### Task item
Return the following from the records below: each line, word for word, starting with the line that contains "Target: headlight" and going on through the line that contains "the sidewalk, one", with nothing outside that range.

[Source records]
-=-=-
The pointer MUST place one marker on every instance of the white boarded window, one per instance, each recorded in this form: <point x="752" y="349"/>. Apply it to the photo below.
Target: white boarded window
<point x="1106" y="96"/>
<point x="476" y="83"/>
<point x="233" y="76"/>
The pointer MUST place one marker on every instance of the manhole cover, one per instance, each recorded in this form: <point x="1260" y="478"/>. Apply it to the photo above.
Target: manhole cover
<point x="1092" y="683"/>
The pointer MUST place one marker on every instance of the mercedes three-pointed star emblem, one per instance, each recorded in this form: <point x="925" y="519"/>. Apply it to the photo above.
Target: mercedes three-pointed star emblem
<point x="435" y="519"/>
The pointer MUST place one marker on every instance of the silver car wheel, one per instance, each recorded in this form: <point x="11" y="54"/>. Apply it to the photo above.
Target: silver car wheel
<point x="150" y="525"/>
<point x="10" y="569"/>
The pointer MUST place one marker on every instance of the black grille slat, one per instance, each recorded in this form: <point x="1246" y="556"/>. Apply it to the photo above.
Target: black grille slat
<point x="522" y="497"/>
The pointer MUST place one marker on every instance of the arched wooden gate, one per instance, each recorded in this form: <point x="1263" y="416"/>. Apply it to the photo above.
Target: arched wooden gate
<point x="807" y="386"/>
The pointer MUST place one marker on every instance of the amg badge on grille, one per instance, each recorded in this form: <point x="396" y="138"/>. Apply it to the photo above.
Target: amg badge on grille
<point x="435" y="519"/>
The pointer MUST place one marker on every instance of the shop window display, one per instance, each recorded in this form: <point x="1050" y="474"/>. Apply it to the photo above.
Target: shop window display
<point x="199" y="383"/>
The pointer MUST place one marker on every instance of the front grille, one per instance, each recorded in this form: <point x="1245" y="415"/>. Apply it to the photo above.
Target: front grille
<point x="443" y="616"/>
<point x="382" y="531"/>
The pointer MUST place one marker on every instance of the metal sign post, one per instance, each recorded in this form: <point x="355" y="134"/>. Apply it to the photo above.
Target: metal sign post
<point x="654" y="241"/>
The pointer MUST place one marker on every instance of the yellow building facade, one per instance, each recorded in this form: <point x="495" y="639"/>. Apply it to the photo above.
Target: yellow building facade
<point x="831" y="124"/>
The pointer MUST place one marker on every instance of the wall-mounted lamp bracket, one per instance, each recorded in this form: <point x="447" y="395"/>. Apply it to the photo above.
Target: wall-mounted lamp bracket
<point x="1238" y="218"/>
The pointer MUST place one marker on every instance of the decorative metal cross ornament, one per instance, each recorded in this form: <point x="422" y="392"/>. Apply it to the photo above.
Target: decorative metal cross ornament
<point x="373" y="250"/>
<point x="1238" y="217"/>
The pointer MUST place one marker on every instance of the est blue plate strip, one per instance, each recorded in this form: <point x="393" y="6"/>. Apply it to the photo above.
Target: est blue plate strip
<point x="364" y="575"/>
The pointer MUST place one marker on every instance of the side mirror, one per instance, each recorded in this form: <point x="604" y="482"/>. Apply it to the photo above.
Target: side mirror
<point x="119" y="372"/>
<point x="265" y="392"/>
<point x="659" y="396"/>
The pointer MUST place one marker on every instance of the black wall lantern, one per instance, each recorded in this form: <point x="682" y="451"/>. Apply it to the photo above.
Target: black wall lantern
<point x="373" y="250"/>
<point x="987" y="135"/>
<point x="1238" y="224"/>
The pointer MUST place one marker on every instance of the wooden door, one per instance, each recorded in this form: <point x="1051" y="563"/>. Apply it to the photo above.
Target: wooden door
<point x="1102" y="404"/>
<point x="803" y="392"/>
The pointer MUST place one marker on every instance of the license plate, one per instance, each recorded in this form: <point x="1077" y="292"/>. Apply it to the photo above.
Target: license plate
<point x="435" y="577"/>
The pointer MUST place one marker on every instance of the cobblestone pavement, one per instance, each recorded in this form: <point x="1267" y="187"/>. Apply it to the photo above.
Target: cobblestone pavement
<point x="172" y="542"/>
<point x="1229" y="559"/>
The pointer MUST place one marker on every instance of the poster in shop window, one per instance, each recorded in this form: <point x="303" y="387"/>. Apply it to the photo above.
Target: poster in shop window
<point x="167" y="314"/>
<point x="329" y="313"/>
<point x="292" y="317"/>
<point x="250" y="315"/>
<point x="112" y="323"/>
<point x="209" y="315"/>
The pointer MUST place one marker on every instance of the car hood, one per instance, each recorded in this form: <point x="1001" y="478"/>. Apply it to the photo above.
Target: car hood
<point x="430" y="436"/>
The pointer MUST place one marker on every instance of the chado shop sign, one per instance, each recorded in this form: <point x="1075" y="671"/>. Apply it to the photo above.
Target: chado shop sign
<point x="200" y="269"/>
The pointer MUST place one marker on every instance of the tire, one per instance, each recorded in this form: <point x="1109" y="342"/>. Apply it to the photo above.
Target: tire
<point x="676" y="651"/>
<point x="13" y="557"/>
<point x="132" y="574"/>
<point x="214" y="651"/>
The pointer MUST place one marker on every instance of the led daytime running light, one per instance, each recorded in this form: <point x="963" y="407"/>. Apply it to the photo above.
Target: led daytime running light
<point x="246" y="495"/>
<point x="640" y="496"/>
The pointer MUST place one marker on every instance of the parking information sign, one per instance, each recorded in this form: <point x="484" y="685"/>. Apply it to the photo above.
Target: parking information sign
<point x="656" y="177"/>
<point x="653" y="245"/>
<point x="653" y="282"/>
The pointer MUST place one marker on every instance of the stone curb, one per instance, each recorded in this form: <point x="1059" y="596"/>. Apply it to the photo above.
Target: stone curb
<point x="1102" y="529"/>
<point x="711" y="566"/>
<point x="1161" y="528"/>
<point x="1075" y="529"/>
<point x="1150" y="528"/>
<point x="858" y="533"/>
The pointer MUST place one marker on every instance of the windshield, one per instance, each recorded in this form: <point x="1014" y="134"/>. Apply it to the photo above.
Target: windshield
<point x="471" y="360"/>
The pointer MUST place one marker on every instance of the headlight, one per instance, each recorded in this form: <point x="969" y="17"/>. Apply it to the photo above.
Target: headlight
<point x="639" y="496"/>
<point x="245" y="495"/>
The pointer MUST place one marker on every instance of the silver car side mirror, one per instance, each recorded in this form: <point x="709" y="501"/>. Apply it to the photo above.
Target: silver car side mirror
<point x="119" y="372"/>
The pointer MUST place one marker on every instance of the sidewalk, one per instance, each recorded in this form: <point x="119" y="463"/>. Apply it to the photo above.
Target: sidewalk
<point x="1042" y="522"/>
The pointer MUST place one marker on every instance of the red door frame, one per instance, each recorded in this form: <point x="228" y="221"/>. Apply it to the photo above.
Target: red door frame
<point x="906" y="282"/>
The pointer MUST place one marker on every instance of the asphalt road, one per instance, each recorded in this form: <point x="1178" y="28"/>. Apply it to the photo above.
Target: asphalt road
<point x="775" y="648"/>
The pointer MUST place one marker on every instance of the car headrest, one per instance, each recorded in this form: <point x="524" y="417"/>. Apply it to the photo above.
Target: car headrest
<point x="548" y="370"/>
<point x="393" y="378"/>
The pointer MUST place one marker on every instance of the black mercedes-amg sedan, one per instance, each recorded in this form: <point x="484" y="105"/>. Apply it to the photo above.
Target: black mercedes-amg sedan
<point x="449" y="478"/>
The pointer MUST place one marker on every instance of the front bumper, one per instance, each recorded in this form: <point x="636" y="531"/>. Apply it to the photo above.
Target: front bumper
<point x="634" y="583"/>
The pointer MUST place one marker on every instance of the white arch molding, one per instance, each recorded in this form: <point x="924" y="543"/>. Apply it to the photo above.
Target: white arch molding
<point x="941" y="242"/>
-=-=-
### Finished exercise
Target: headlight
<point x="639" y="496"/>
<point x="245" y="495"/>
The pointer MUST place one marker on every instance of the silver car side mirror, one per instance, each recorded in this form: <point x="709" y="501"/>. Apply it to the photo above.
Target: silver car side mirror
<point x="119" y="372"/>
The pointer MUST place one marker on every instance of the sidewalk, one per instance, each recorded in this form: <point x="119" y="463"/>. Apply it to the photo above.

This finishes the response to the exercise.